— BEGIN Document passage —

= 1925 in Canadian football =

==Canadian Football News in 1925==
McGill coach Frank Shaughnessy introduced the huddle system to Canadian football. It was at first called the Conference System.

Calgary 50th Battalion became the Tigers.

The Ottawa Rough Riders club changed its name to the Senators.

— END Document passage —

__Given problem 1__
Answer these questions from the passage on 1925 in Canadian football:
(a) Who introduced the huddle system to Canadian football?
(b) What did Calgary 50th Battalion become?
(c) What new name did the Ottawa Rough Riders club take?
The records have no connection to the text.

— BEGIN Records supplied —

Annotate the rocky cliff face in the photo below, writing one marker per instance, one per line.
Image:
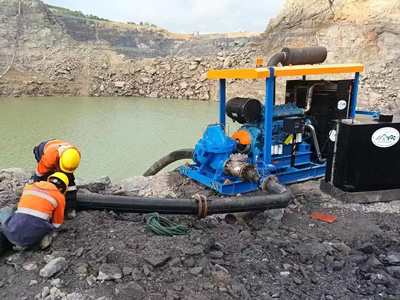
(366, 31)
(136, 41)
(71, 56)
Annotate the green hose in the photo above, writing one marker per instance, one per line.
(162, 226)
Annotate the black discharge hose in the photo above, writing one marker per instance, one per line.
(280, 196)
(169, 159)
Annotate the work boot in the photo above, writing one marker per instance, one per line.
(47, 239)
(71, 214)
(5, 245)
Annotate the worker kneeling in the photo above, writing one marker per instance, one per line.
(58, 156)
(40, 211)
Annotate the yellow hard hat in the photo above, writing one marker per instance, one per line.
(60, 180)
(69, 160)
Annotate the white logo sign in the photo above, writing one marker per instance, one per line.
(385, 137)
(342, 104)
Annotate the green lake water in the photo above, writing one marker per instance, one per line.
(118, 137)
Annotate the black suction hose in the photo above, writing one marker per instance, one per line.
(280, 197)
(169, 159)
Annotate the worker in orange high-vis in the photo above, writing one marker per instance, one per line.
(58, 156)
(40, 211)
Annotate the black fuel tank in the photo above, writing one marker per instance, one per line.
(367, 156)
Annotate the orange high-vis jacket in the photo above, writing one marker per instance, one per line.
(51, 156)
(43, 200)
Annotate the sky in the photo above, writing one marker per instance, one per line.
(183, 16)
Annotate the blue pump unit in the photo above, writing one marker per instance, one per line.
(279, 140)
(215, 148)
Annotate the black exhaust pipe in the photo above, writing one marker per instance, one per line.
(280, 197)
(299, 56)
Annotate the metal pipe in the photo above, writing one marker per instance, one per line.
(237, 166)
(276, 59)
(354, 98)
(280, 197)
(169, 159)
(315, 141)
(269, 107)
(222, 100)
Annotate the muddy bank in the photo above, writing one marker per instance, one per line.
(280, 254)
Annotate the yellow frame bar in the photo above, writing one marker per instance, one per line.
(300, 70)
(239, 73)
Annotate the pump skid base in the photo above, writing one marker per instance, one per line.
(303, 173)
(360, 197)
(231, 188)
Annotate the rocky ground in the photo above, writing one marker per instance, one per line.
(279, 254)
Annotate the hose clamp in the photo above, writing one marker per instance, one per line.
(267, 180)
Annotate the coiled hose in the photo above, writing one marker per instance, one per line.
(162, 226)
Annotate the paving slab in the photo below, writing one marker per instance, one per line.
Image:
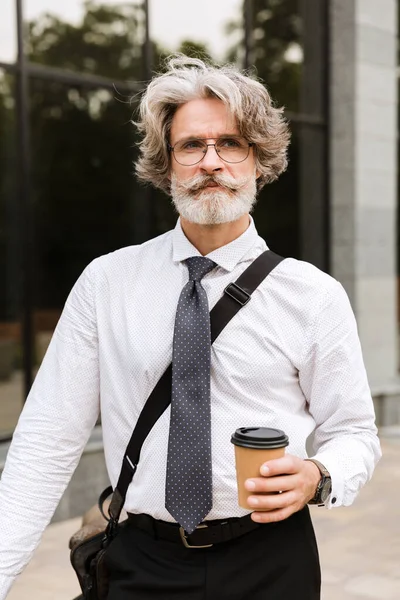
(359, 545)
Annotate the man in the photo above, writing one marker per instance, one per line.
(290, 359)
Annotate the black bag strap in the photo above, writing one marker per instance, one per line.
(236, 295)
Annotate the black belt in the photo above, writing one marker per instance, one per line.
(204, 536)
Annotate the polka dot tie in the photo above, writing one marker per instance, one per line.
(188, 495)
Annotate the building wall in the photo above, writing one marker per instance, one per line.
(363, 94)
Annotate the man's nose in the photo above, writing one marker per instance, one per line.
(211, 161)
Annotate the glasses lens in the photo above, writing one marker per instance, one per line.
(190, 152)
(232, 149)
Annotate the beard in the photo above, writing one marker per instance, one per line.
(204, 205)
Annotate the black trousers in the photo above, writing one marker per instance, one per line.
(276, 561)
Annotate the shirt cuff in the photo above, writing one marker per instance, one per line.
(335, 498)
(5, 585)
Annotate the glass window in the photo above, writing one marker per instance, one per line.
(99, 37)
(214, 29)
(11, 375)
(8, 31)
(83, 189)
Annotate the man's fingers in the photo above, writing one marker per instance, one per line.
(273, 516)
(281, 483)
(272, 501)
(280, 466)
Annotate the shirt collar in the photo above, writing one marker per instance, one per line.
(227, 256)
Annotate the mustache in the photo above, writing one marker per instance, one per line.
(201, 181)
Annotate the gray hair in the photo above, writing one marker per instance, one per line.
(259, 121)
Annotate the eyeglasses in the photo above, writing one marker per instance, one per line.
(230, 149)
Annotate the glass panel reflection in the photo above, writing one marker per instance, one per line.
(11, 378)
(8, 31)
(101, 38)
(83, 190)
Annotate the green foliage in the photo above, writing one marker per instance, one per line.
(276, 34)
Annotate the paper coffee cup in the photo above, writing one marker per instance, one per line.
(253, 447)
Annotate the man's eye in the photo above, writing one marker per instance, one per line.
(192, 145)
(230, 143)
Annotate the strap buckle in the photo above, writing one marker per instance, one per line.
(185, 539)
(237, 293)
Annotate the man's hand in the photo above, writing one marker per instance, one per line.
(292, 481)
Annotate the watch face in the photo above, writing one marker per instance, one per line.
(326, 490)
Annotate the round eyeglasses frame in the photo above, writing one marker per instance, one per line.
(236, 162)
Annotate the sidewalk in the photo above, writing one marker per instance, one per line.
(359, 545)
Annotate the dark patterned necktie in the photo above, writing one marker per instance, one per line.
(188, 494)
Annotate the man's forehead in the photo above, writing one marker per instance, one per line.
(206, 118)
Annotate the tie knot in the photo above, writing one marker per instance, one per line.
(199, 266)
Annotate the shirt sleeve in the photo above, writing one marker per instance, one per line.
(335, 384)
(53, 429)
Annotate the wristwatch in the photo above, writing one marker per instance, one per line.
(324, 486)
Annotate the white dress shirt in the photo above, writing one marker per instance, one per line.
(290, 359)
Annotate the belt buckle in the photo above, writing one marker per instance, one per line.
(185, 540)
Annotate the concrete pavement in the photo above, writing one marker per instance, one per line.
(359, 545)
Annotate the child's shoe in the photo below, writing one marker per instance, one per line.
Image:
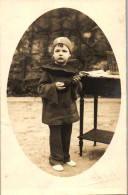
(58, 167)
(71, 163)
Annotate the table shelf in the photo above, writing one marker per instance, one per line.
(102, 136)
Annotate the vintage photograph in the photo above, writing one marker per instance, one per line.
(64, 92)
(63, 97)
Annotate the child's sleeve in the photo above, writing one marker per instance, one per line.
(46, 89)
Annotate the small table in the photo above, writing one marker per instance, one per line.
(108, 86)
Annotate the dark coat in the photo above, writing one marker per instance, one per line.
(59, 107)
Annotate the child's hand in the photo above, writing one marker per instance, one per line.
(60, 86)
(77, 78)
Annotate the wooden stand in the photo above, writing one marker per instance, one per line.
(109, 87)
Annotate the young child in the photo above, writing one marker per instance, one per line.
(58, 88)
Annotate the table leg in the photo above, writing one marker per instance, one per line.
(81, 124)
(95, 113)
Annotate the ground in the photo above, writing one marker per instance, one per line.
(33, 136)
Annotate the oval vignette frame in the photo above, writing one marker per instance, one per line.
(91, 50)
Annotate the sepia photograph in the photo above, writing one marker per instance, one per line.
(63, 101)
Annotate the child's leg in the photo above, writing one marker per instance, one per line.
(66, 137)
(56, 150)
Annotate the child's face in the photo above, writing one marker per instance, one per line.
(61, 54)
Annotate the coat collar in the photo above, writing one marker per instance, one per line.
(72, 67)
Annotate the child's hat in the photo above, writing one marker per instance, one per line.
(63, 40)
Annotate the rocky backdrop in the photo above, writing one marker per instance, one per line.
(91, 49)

— END Records supplied —
— BEGIN Records supplied —

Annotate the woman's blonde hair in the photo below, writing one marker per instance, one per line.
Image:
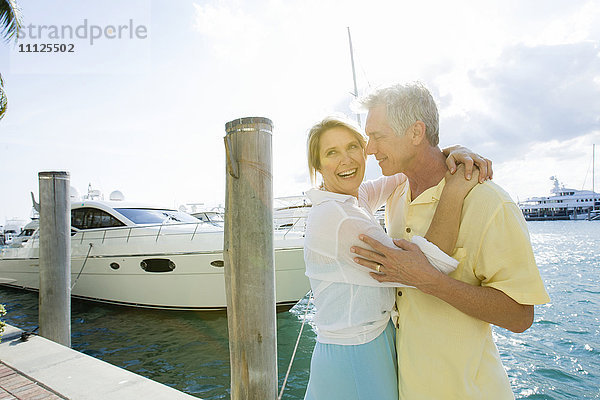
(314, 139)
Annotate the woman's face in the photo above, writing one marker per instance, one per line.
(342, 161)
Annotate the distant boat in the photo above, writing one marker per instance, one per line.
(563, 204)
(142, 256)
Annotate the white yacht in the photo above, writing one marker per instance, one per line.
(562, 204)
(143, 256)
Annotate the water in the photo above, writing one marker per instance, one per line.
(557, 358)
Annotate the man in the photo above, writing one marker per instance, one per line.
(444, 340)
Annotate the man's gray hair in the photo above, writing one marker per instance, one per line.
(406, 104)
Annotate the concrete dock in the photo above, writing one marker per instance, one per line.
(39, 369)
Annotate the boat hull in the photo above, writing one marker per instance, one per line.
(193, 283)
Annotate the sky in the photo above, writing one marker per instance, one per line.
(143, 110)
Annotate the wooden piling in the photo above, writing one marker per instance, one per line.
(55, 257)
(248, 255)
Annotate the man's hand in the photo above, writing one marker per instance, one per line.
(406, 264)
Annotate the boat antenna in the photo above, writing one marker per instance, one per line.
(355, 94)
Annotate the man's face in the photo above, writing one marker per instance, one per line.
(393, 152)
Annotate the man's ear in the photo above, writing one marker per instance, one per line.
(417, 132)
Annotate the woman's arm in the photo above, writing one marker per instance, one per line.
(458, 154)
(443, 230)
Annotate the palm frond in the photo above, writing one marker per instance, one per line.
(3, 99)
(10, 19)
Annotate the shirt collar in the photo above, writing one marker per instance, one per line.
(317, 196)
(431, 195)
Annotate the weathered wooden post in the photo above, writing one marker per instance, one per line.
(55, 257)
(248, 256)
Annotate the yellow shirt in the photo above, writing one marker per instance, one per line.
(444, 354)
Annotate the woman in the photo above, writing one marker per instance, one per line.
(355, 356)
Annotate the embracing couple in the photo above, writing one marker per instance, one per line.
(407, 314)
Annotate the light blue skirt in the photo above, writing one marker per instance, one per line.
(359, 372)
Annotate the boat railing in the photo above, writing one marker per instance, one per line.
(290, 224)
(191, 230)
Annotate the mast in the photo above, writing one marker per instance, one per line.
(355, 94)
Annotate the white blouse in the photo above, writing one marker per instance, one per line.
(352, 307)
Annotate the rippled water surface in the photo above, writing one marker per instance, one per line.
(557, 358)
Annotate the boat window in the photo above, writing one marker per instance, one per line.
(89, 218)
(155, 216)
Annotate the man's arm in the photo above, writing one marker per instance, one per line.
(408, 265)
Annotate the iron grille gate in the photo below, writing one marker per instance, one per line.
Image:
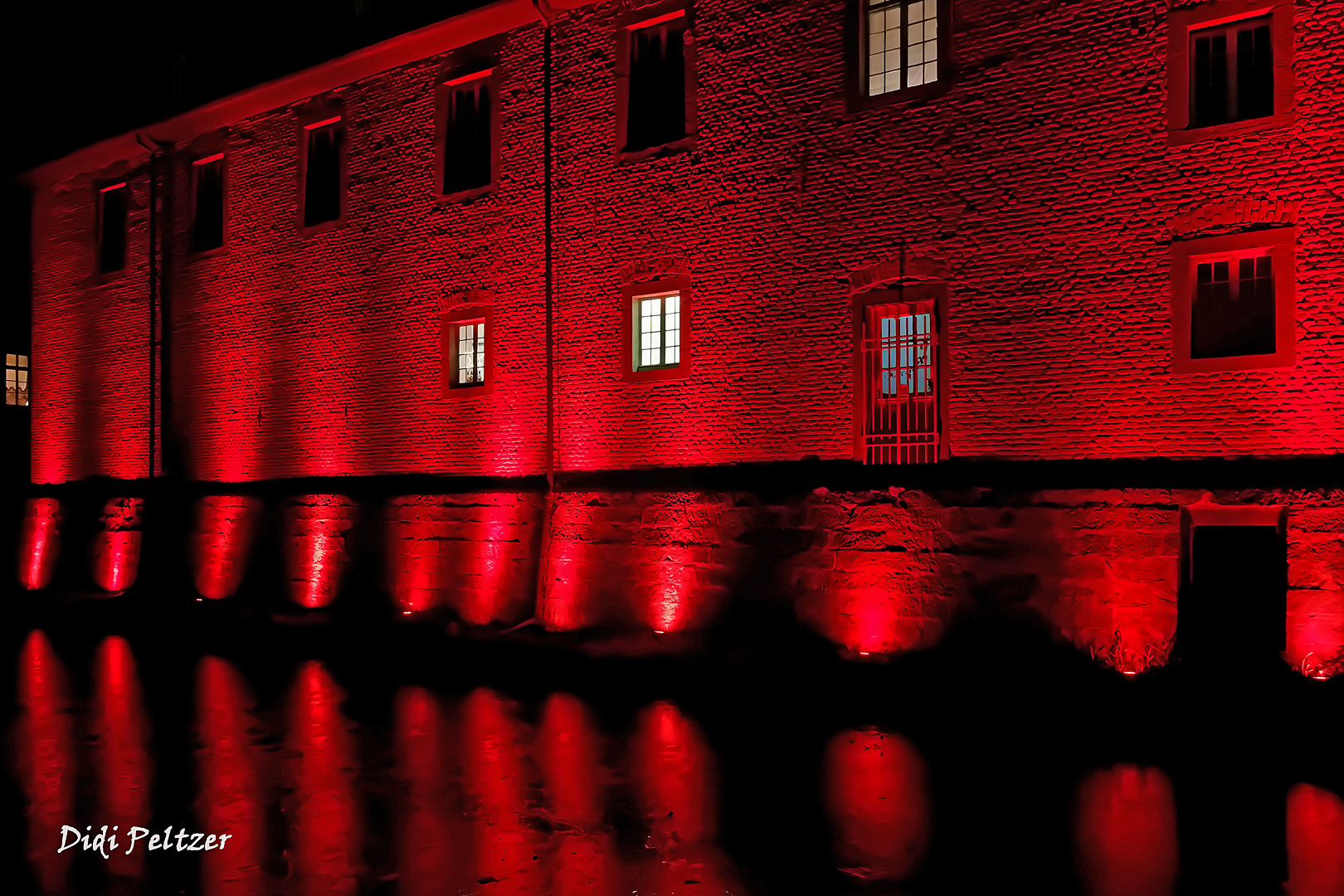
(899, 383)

— END Records supplied —

__Given problem 2__
Please show every line of the records that contains the word "green". Case counts.

__Right answer 1__
(a) McGill coach Frank Shaughnessy
(b) The Tigers
(c) The Senators

__Right answer 2__
Annotate the green hose in the photo above, writing one marker per instance, one per line.
Annotate the green lake water in the photo above, writing one marker per instance, one per line.
Annotate the green foliage in the photo above, writing one marker per instance, one per line.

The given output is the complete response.